### EXERCISE PROMPT
Rewrite the lines below, replacing "place a marker" with "put a pin" everywhere and leaving everything else unchanged.

Point annotation records
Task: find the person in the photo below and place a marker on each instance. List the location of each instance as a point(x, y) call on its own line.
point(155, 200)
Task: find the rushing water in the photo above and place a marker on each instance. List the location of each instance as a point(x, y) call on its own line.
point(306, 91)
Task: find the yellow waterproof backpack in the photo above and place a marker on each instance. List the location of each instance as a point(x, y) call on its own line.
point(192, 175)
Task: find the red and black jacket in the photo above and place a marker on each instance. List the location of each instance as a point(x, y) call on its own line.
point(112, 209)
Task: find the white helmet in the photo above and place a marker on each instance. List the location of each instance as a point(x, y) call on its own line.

### OUTPUT BELOW
Task: find the person in the photo below and put a pin on each instance. List the location of each instance as a point(x, y) call on its own line.
point(155, 200)
Task: find the rushing water in the photo above and put a pin on each instance. List the location of each instance as a point(x, y) call on its own line.
point(306, 91)
Task: find the yellow waterproof backpack in the photo above and put a pin on each instance. List the location of each instance as a point(x, y) call on its own line.
point(192, 175)
Task: find the red and black jacket in the photo above and put a pin on each instance. List the location of each instance as a point(x, y) call on its own line.
point(112, 209)
Task: find the white helmet in the photo above and put a pin on each instance. List the location of each instance as a point(x, y) call on its own line.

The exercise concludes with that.